# Sayfa alıntısı
******************************
DENKTAŞ’I ŞİKÂYET EDEN ADAM...
10 Kasım 1938 sabahı, her zaman Atatürk’ün yanında olmaya çalışanlar, Dolmabahçe Sarayı’na gelmek yerine, yeni iktidar sahiplerine yaranmak için Haydarpaşa Garı’na koşup, ilk trenle Ankara’ya gitme telaşına düştüler. Ben değil, 1927’den 1938’e kadar, Mustafa Kemal Atatürk’ün yanından hiç ayrılmayan Cemal Granda, ‘Atatürk’ün Uşağı İdim’ adlı kitabında anlatmıştı bu acı durumu.
Çok ilginç bir kitaptır, ‘Atatürk’ün Uşağı İdim’. 10 yıl önce, zamanın hızlı liberallerinden biri “Atatürk uşağına ‘Hayvan herif’ diyormuş, gerçek Atatürk ile karşılaşmak ister misiniz?” diye bu kitaptan alıntı yapmıştı.
O dönem ben de aynı kitaptan alıntı yaparak, Mustafa Kemal Atatürk’ün zaman zaman “Hayvan” dediği uşağına asla hayvan muamelesi yapmadığını hatta Cumhurbaşkanlığı Genel Sekreteri’nin kovmasına bile izin vermediğini yazmıştım. Düşünsenize, İran şahını beklerken sofradan ağzına bir şeyler atan Atatürk’ü uyarabilen bir uşaktan söz ediyoruz. Benim elimdeki kitap, Kasım 1973 baskısı, daha sonra tekrar basıldı mı
bilmiyorum.
Sahaflarda ya da internette görürseniz mutlaka alıp, okumanızı öneririm.
Bu kitapta, kalabalıklar arasında yalnız olan bir liderin öyküsü anlatılıyor.
İnsanüstü değil, insan
Kadına, fiziki ya da duygusal şiddete karşı durdum her zaman. Çok sevmesem, bazı hallerini yapmacık bulsam, her zor durumda anne olduğunu hatırlatmasından hoşlanmasam da bugün sırf kadın olduğu için Gülben Ergen’i savunmak durumundayım. Savunduğum şey, şarkıcının yaptıkları, yani eşini, evli bir erkekle aldattığı yolundaki iddialar değil. Yaptıklarının eleştirilmesi, kamuoyunda yıpranması ve boşanması, sonucuna katlanılması gereken şeyler.
Benim karşı çıktığım yer tam da bu noktadan bir adım sonra başlıyor. Tamam, araba bıçaklanması garip ve komik bir iddia ama sonuçta olaylı şekilde boşandığınız eski kocanızı otoparkta, arabanızın yanında görürseniz bu durumdan rahatsız olursunuz.
Ya da bilmediğiniz birinin kullandığı sosyal medya hesabından, ‘Yakında çıplak görüntülerin servis edilecek’ diye yazılırsa, burada iş kınamanın ve eleştirmenin ötesine gidiyor demektir.
Boşanma sürecinde Erhan Çelik’in olgun tavrına şapka çıkarmış biri olarak, bugün gelinen noktanın olayın tüm taraflarına zarar vermeye başladığını yazmazsam olmaz. Süreç böyle devam ederse, kamuoyu Gülben Ergen’i mağdur olarak görmeye başlar ki, Erhan Çelik’in bunu isteyeceğini zannetmiyorum.
******************************
# Veriler
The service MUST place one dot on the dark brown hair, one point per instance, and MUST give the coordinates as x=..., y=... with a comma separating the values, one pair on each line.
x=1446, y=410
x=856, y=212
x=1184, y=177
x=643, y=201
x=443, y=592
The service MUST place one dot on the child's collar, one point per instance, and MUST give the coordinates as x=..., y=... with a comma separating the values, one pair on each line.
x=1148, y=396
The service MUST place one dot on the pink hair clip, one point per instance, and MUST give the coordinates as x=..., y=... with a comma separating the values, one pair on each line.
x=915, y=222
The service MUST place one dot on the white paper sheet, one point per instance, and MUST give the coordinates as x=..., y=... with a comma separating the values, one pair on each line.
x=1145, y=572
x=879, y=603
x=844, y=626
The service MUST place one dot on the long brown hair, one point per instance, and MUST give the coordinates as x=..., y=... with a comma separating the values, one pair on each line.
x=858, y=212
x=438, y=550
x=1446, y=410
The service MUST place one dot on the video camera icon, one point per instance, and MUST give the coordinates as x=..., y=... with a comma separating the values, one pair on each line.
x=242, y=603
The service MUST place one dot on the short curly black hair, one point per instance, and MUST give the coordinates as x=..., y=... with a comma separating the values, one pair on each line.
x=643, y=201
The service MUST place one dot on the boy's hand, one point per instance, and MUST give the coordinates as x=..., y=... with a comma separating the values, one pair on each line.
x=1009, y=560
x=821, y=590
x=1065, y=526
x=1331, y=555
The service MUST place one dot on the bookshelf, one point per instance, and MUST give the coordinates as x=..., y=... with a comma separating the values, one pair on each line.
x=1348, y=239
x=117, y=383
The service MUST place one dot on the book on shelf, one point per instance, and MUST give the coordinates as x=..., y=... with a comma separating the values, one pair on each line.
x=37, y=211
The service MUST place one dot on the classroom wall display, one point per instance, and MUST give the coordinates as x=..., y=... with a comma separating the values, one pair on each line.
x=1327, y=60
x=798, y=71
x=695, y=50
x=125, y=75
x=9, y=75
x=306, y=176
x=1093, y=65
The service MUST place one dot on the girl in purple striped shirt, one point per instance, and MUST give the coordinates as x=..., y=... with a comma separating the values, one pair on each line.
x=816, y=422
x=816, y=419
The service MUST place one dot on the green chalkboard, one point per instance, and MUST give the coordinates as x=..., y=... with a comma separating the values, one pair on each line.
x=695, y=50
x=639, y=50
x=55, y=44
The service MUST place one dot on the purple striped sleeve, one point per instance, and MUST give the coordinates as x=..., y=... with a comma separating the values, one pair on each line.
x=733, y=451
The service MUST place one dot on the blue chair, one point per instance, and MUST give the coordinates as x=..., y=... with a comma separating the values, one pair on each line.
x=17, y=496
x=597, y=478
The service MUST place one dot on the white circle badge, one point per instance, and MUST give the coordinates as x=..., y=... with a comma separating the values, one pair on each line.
******************************
# Alıştırma amacı
Sayfa alıntısında "10 Kasım 1938" sözlerinden "kitaptan alıntı yapmıştı." sözlerine kadar olan bölümü hiç değiştirmeden yineleyin.

# Tamamlanmış alıştırma
10 Kasım 1938 sabahı, her zaman Atatürk’ün yanında olmaya çalışanlar, Dolmabahçe Sarayı’na gelmek yerine, yeni iktidar sahiplerine yaranmak için Haydarpaşa Garı’na koşup, ilk trenle Ankara’ya gitme telaşına düştüler. Ben değil, 1927’den 1938’e kadar, Mustafa Kemal Atatürk’ün yanından hiç ayrılmayan Cemal Granda, ‘Atatürk’ün Uşağı İdim’ adlı kitabında anlatmıştı bu acı durumu.
Çok ilginç bir kitaptır, ‘Atatürk’ün Uşağı İdim’. 10 yıl önce, zamanın hızlı liberallerinden biri “Atatürk uşağına ‘Hayvan herif’ diyormuş, gerçek Atatürk ile karşılaşmak ister misiniz?” diye bu kitaptan alıntı yapmıştı.